*EXERCISE DETAILS*. Lay out the lines from the start of the records up to and including the line with "Query: roadside vegetation" as a JSON list of strings, one string per line, with blank lines left out.

*MATERIAL SUPPLIED*.
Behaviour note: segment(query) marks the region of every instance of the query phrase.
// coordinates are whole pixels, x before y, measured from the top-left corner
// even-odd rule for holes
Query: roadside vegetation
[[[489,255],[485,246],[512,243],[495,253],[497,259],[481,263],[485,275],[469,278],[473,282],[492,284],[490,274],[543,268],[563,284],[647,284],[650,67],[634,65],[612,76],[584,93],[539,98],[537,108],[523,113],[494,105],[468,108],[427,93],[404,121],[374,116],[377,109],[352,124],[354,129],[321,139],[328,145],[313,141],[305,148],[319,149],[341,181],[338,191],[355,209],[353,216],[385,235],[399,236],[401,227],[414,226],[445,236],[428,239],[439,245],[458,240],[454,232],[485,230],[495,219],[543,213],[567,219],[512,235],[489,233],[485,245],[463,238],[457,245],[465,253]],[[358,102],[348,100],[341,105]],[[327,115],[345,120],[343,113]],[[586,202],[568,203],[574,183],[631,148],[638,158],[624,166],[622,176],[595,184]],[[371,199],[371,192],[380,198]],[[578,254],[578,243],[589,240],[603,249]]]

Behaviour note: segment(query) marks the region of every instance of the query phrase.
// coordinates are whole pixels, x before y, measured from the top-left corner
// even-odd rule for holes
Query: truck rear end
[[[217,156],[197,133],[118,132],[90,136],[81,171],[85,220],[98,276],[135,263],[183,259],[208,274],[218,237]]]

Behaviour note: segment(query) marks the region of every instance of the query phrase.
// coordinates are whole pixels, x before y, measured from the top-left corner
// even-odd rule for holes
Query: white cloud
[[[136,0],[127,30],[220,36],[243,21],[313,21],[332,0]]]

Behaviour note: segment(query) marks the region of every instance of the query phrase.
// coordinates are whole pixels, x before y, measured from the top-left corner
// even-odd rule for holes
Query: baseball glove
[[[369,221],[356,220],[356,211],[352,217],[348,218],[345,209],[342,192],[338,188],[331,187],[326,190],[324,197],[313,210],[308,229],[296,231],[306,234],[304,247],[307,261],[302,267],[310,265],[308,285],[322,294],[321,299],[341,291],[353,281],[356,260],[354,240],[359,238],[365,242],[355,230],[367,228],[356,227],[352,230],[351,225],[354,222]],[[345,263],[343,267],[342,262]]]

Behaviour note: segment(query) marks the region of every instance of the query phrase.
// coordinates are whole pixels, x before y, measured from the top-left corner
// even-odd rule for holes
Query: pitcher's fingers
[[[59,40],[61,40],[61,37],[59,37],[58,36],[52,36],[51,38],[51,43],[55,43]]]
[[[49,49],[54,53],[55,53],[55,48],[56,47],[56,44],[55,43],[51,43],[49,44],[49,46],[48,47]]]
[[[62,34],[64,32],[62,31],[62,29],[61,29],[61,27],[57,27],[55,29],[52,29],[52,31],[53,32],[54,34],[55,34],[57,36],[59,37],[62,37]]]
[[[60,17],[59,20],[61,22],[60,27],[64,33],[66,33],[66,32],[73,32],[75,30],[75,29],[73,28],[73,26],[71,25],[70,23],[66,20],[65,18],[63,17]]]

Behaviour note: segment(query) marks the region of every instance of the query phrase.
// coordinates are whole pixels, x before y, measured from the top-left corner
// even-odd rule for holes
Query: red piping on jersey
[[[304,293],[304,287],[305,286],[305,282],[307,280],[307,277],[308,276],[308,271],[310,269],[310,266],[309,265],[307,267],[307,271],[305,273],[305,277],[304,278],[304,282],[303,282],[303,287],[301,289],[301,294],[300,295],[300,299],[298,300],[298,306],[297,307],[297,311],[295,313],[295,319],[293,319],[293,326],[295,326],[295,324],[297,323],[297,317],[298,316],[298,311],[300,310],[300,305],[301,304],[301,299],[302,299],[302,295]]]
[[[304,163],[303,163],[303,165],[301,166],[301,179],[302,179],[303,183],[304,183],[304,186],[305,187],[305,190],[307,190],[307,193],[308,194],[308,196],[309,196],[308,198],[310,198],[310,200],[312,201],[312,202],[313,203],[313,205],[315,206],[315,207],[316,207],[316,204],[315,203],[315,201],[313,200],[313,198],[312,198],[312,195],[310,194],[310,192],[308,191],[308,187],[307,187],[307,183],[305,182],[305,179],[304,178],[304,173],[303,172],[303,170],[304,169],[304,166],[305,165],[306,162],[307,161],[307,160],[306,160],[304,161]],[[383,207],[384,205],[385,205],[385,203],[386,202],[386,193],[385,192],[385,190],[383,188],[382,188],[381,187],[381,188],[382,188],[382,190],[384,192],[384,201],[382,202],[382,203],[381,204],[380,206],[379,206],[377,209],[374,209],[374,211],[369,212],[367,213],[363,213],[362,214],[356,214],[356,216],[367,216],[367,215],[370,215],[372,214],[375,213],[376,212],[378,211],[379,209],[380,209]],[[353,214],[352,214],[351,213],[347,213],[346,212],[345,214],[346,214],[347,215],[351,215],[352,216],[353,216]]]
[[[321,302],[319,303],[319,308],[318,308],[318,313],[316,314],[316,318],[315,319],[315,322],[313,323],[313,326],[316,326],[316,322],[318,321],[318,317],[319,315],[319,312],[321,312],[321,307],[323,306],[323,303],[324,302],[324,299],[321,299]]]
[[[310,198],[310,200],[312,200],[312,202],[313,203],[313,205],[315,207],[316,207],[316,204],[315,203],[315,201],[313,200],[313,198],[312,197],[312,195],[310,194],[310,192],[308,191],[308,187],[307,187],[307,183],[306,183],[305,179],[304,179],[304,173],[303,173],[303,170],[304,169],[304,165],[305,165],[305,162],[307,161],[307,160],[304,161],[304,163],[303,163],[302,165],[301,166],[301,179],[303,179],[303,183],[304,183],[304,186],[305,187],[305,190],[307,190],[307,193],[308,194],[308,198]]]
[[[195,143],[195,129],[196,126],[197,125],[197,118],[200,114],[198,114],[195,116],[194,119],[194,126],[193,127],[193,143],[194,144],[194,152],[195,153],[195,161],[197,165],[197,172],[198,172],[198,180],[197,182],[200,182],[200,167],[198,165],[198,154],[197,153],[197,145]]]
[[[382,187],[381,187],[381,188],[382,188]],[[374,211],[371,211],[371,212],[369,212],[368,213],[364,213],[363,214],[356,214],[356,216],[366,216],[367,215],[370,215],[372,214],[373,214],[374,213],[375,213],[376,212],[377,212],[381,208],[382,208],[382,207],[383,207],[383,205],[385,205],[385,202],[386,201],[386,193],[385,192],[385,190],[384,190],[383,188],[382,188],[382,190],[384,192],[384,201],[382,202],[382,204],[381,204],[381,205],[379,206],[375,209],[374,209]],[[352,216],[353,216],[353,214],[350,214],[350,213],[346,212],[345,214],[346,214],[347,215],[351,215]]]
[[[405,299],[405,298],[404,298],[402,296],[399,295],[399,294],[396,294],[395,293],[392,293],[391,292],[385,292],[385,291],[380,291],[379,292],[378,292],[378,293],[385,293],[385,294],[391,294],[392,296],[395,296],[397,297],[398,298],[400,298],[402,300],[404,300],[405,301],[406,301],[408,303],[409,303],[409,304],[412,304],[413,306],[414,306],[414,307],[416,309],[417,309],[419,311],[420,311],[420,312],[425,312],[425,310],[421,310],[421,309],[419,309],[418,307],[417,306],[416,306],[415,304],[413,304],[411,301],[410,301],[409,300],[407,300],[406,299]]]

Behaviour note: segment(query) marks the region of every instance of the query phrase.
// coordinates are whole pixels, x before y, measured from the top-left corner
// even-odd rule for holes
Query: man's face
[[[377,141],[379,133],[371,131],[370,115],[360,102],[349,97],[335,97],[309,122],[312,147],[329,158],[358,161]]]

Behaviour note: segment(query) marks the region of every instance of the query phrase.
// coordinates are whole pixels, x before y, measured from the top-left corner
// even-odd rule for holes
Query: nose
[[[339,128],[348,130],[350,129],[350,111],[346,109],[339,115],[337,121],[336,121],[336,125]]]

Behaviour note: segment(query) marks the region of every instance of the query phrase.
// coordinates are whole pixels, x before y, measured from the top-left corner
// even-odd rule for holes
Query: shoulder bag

*FINAL RESULT*.
[
  "Behaviour note: segment(query) marks the region of every instance of the query phrase.",
  "// coordinates are whole pixels, x before y, measured from the top-left corner",
  "// even-odd rule for holes",
  "Query: roadside vegetation"
]